**本文**:
┌────────

万国時事周覧

世界中で起こっている様々な出来事について、政治学および統治学を研究する学者の視点から、寸評を書いています。

皇室報道の違和感-天皇と災害

2019年09月09日 14時43分57秒 | 日本政治
最近の皇室報道を見ておりますと、その大半がパーソナルな行動に関するものが占めています。皇族のひとりひとりの動向について逐次細かな報道がなされており、昨日も、さながら実況中継の如くに上皇后の手術の経過が報じられておりました。その一方で、大型台風15号が日本列島に迫り、自然の脅威を前にして国民の多くは言い知れぬ不安に駆られていたのです。

マスメディアの皇室に関する報道ぶりには、全体主義化へと向かう気配さえ感じられます。何故ならば、どこか、北朝鮮風味に思えるからです。北朝鮮のマスメディアでも、金正恩氏をはじめ、事実上の‘王族’である金一族に対しては、その動向はあたかも極めて特別の事柄のように報じられます。全国民は、常に金一族に関心を向けていなければならず、金一族の慶事には全身全霊で喜び、凶事には全身全霊で悲しまなければなりません。全体主義国のメディアは、トップの権威を保つためにその行動を全国民に対して恭しく報じ、国民に対して同調を強いるのです。

└────────

**やること 1**:
皇室報道についての文章を読んで、次の問いに答えてください。
(a) この文章が投稿された日付はいつですか。
(b) 日本列島に迫っていた台風は何号でしたか。
(c) 北朝鮮のマスメディアで、動向が特別なことのように報じられるのはどの一族ですか。
**やること 2**:
皇室報道についての文章を、最後の文のあとから書き足してください。
このあとの行は、皇室報道についての文章とは別の資料です。

**データ**:
┌────────

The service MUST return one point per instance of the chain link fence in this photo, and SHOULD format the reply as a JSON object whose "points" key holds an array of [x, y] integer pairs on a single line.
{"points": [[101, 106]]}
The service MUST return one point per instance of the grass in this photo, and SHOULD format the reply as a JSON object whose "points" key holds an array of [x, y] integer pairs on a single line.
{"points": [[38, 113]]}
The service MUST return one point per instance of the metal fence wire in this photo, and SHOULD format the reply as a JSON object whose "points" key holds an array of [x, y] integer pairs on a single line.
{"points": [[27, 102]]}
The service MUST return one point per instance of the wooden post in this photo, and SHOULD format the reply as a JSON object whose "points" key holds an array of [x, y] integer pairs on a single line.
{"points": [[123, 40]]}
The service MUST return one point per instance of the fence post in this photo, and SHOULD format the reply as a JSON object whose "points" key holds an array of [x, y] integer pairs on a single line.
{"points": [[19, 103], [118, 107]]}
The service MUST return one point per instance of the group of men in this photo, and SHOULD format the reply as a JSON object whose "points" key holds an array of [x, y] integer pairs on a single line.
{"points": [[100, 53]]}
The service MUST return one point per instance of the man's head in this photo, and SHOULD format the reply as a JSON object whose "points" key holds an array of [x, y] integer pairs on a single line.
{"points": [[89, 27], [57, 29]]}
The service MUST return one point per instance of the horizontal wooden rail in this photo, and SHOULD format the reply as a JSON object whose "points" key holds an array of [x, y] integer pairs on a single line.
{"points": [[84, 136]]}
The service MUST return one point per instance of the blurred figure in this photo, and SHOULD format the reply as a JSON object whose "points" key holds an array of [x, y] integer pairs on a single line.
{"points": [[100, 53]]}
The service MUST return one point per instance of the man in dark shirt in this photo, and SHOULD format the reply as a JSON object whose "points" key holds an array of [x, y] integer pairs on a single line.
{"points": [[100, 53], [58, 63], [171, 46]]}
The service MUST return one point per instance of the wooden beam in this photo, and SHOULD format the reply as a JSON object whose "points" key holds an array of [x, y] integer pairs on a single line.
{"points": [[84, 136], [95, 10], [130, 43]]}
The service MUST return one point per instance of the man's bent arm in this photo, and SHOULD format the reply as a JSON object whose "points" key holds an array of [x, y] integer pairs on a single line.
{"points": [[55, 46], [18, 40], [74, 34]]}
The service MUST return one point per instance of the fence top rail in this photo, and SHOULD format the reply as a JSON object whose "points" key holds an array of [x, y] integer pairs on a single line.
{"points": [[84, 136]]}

└────────

**答え 1**:
(a) 2019年09月09日
(b) 15号
(c) 金一族

**答え 2**:
こうした報道ぶりは、戦前の皇室にも見られたのでしょうが、自由主義国である現在の日本国に相応しいのか、と申しますと、どうも違うように思えます。皇統の血脈において今日の皇族は特別の存在ではなく、婚姻等を介して一般国民との違いも殆どなくなりました。日本国憲法において統合の象徴として位置付けられ、皇室典範が制定されているために公的な地位にあるものの、その存在意義を問われた時、国民の大多数が納得する理由を見出すことは困難です。

皇族が、‘神の子孫’であることを立証することは不可能ですし、むしろ、DNA検査を実施すれば、一般人と変わらないことが科学的に証明されてしまいます。また、2000年以上を遡る建国の祖の子孫が公的な地位を継承する世襲制度も、合理性を尊ぶと共に科学的知識を豊富に有する現代の人々の感覚からしますと、非合理な制度に思われることでしょう。しかも、婚姻による血統の希薄化と外部勢力の遺伝的参入に加えて、万世一系とされる皇統の継承も疑わしく、皇室は、時を経るにつれてその存在意義が揺らぐ運命を背負っているとも言えます。そして、一般の国民にとりましては、もはや皇室は‘信仰の対象’ではなくなり、敬意を表する理由も分からなくなってくるのです(実のところ、内面との葛藤はストレスになってしまう…)。しかも、多額の皇室予算を費やしながら(仙洞御所を含め15億円?)、伝統的な役割であった祭祀を疎かにするのでは、ますます意味不明となりましょう。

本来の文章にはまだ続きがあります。